> _The problem_
Transcribe all the entries word for word, skipping the pictures.

Stored dataset items
........
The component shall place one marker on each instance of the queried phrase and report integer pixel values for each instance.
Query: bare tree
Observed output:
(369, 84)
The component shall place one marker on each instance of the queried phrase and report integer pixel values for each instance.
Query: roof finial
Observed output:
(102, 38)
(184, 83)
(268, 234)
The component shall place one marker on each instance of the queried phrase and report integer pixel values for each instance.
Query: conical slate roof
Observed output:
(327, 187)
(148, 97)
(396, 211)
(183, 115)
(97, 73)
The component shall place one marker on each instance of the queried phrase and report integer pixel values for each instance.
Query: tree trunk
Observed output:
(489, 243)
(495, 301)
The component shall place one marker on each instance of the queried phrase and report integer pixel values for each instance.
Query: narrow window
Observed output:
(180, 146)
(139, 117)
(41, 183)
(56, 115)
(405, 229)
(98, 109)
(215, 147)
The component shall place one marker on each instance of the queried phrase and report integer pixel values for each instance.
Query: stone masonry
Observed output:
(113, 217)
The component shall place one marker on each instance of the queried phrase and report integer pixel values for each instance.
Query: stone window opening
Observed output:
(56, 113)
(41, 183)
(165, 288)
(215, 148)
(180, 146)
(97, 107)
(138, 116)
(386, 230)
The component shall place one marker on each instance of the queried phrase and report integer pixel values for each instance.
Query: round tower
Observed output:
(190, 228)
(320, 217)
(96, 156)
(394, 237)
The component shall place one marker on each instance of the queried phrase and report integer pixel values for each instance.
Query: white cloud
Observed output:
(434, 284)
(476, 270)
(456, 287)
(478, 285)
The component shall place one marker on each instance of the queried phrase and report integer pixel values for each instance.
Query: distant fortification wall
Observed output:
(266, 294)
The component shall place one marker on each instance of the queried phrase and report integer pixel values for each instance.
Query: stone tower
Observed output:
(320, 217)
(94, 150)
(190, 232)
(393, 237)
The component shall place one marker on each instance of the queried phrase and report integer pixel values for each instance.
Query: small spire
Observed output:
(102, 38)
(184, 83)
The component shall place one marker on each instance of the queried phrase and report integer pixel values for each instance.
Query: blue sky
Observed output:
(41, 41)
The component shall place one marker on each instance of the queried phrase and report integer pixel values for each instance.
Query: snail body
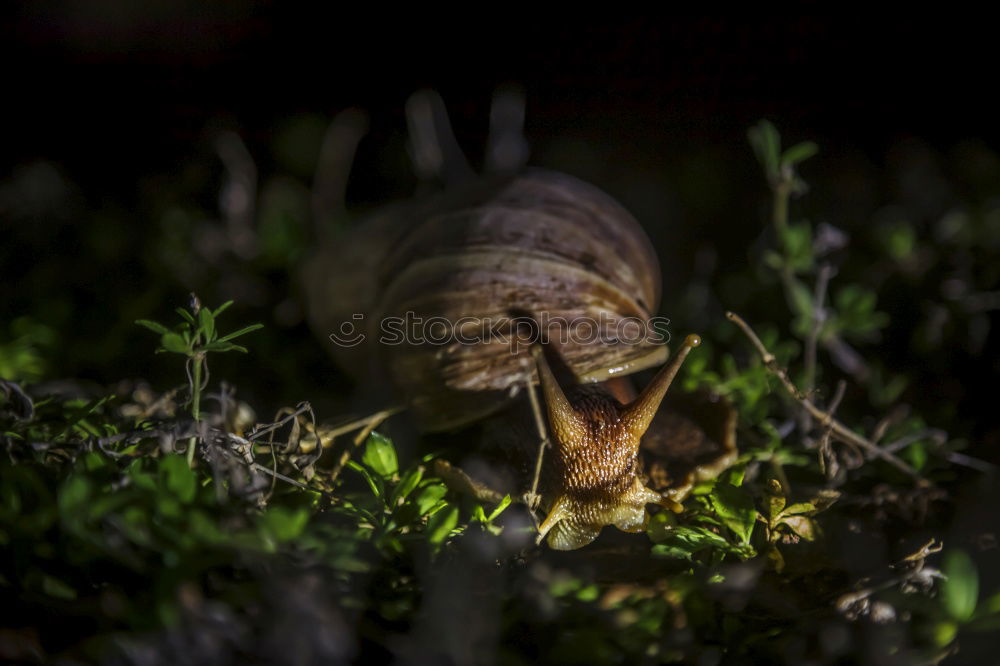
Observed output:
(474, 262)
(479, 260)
........
> _Output of the exercise_
The component shall place one marker on each instance of the queried phrase and report integer pixel values for each instance.
Query: bare tree
Observed output:
(369, 84)
The component shall place one marker on each instance of the queried phrase and report integer pixel values for each instance.
Query: roof finial
Observed output:
(102, 38)
(184, 83)
(268, 234)
The component shall place one marker on each instance of the queried phrase and report integer pixel values for each instance.
Query: conical slate roof
Observed output:
(327, 187)
(148, 97)
(396, 211)
(183, 115)
(97, 73)
The component shall place one marker on each instance of the queried phrase and report integer pixel values for each instance.
Query: tree trunk
Observed output:
(489, 243)
(495, 301)
The component shall place one marker on each instance of the queried phrase and report integer pixel values for each instance.
Query: narrow window
Observed output:
(180, 146)
(139, 117)
(41, 183)
(56, 115)
(405, 229)
(98, 109)
(215, 147)
The component shall place one marker on each instance of the queried phrase and report integer pixel values for each instance.
Query: stone masonry
Observed output:
(113, 217)
The component shall place one marker on each instance of the queried phrase and report integer pixel values for each instance.
Query: stone window opening
Observed output:
(56, 113)
(41, 183)
(165, 288)
(215, 148)
(180, 146)
(97, 107)
(138, 116)
(386, 230)
The component shall place one marker on each instance of the queried phrase and report integer pixel values for each instance.
Query: round tower
Observed output:
(190, 228)
(320, 217)
(96, 156)
(394, 237)
The component shall place one marker on each instance of the queried phrase and report integer pixel values for each instance.
Query: white cloud
Observed output:
(434, 284)
(476, 270)
(456, 287)
(478, 285)
The component shall place one marker on each instance of the queried phrase and report integer pixel values for each instance.
Query: distant fortification wall
Observed output:
(266, 294)
The component shall place one marker on each instance of the queried phrase and report integer pixel values for each instance.
Query: stone tower
Observed output:
(320, 217)
(94, 150)
(190, 232)
(393, 237)
The component shall place one marker on each instance of the queried phrase and report integer pixel values for each instance.
Query: small spire
Observed output:
(102, 38)
(184, 83)
The component shall place one marker on each instance of the queried phrase and report integer pixel values for each instance.
Query: blue sky
Observed output:
(41, 41)
The component shall place one marker on each instance of the queried phrase and report integer pixel values for each instance.
Query: snail body
Observed output:
(474, 262)
(479, 260)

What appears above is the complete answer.